Stored data entries
--- START ---
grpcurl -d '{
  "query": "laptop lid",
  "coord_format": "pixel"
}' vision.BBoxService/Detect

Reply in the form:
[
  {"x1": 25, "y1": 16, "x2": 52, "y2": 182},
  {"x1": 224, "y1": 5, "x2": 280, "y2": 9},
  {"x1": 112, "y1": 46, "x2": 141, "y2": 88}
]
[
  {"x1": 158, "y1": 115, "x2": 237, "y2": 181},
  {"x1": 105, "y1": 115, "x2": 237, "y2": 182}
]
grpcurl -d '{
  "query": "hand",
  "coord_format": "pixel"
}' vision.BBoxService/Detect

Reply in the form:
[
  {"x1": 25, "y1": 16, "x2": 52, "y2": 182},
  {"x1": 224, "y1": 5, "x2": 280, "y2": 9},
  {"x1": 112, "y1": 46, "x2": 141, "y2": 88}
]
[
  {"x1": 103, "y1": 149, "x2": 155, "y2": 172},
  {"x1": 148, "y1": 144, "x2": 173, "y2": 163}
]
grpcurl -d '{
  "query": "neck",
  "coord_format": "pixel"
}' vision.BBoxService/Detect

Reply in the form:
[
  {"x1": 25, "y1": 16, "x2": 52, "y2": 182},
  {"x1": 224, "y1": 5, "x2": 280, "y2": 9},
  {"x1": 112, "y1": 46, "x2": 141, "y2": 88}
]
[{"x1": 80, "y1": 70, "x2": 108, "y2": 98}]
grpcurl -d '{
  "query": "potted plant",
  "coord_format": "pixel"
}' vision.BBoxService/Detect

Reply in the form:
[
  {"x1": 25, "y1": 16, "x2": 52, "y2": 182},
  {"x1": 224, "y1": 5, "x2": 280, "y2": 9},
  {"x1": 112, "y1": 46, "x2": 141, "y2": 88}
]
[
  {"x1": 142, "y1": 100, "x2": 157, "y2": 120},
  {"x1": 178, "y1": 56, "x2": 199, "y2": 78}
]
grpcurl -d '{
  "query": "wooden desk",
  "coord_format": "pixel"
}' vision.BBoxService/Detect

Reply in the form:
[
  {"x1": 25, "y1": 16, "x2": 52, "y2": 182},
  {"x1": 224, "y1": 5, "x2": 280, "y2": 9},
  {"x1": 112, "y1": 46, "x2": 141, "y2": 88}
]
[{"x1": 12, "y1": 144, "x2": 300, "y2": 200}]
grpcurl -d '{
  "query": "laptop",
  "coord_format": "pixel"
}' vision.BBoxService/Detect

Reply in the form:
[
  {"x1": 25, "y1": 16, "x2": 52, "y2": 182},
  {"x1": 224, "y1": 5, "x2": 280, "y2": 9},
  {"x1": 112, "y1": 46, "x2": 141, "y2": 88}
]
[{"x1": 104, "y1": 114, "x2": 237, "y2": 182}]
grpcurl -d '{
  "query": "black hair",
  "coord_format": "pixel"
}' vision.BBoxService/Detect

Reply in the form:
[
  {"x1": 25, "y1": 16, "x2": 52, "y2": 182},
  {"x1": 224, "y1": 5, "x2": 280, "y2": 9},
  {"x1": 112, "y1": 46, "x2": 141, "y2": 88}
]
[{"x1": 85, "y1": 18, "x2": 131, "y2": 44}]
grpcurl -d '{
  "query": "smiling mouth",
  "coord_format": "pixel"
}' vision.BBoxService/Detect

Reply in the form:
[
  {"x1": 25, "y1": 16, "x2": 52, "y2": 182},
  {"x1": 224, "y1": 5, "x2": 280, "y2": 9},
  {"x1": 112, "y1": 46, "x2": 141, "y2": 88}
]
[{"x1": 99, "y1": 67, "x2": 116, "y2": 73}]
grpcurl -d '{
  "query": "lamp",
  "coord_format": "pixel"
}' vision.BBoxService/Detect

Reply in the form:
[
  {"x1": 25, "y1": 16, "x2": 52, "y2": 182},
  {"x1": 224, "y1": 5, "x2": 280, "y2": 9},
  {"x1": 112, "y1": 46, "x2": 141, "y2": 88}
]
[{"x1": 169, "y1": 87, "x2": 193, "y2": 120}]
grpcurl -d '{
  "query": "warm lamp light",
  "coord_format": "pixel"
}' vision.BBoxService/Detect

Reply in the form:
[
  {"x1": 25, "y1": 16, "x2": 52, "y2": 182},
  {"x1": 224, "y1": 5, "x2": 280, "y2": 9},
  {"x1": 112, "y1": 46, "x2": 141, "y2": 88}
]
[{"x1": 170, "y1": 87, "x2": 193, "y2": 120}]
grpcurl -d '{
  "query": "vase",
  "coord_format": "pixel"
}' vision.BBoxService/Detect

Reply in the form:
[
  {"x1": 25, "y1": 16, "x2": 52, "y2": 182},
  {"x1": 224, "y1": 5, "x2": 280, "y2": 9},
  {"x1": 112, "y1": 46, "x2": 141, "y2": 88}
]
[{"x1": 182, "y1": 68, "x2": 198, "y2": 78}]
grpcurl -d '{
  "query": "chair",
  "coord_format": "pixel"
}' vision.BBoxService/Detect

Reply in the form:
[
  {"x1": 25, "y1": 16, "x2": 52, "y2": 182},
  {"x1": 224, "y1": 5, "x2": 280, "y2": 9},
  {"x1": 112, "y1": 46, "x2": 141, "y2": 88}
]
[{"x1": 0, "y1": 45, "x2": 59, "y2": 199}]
--- END ---
--- START ---
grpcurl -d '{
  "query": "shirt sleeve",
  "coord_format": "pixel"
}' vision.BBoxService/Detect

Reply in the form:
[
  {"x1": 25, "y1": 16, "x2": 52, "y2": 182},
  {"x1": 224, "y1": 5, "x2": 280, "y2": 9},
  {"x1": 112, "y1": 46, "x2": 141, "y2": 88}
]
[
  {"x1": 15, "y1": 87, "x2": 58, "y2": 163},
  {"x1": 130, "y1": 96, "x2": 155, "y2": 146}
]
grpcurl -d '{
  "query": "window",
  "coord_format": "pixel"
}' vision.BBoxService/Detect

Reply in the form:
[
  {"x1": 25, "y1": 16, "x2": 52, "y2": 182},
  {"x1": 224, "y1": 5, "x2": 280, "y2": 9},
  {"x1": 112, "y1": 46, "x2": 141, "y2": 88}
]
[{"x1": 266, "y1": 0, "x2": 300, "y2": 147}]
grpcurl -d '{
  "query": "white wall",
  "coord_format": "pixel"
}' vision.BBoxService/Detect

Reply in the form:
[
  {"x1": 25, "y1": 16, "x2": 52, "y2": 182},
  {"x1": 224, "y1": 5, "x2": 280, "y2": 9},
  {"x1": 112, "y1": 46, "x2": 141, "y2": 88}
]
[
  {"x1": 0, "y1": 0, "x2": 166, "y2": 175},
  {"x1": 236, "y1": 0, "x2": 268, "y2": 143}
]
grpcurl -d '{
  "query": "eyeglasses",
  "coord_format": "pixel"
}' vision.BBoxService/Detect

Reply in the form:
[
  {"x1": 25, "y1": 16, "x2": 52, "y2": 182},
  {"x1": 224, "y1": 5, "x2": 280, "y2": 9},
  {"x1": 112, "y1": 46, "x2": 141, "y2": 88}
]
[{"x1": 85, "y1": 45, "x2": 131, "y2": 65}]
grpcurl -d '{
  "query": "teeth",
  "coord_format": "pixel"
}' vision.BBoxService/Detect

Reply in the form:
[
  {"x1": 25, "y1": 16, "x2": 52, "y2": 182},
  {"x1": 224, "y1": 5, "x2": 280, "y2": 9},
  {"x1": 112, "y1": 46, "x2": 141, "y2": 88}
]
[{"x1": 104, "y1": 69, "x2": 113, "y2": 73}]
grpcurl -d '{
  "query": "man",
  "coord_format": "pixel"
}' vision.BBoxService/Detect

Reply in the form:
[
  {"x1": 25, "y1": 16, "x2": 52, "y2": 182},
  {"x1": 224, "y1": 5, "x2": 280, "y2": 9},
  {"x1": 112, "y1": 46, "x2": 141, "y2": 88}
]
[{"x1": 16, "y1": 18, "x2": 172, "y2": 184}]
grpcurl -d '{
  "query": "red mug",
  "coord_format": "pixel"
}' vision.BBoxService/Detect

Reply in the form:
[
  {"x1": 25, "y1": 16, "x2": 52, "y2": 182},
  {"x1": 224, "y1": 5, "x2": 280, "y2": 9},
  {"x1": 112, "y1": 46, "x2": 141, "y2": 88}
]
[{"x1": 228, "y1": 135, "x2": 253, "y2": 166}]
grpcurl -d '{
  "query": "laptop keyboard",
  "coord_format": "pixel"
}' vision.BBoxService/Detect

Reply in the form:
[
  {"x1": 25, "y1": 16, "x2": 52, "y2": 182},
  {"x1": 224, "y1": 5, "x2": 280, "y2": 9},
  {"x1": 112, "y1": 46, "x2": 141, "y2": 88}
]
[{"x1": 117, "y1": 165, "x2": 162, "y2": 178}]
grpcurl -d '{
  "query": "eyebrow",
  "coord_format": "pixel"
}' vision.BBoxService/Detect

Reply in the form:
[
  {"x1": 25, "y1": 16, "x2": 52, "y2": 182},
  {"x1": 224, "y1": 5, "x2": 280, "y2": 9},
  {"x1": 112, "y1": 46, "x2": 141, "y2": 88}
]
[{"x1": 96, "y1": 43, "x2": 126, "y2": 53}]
--- END ---
--- START ---
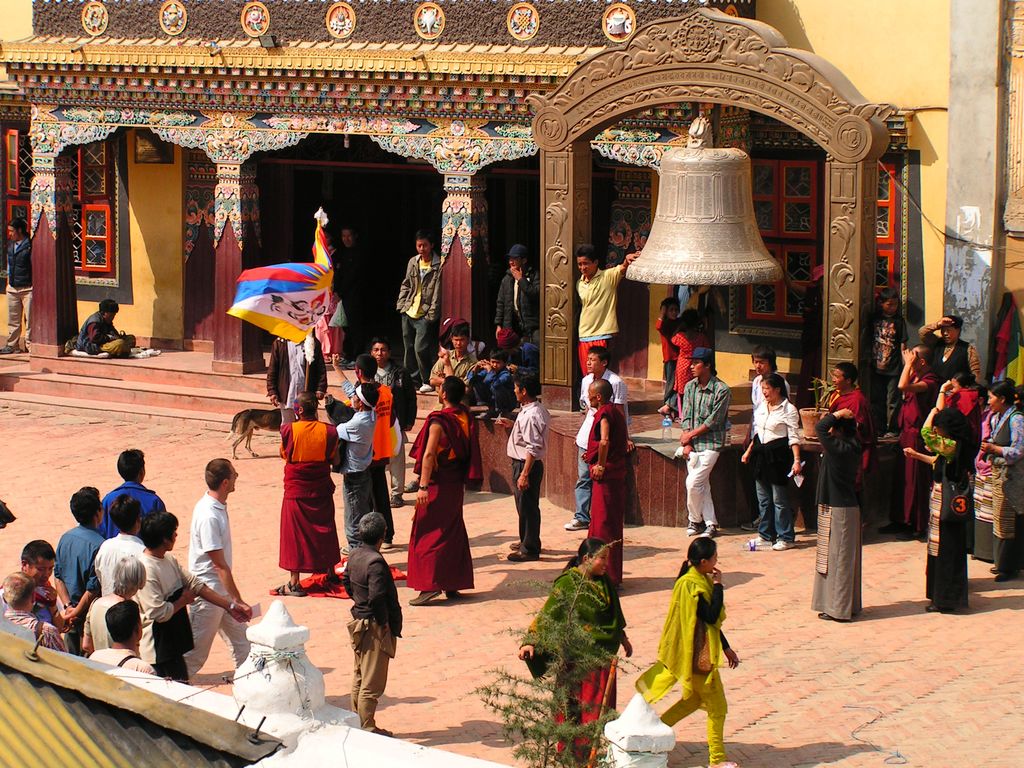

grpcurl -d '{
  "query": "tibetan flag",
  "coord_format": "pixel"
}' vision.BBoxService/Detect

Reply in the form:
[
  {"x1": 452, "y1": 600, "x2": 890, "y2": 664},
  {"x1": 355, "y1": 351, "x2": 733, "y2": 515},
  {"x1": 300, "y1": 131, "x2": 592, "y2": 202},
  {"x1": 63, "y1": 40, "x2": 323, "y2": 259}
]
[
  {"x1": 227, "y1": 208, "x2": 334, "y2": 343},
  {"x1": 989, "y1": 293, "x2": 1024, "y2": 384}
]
--- END ---
■ **Exercise requirements**:
Return each line from the material above that contains the word "laptop", with case counting toward a match.

■ **Result of this exercise**:
  "query": "laptop lid",
  "query": "laptop",
  "query": "laptop keyboard",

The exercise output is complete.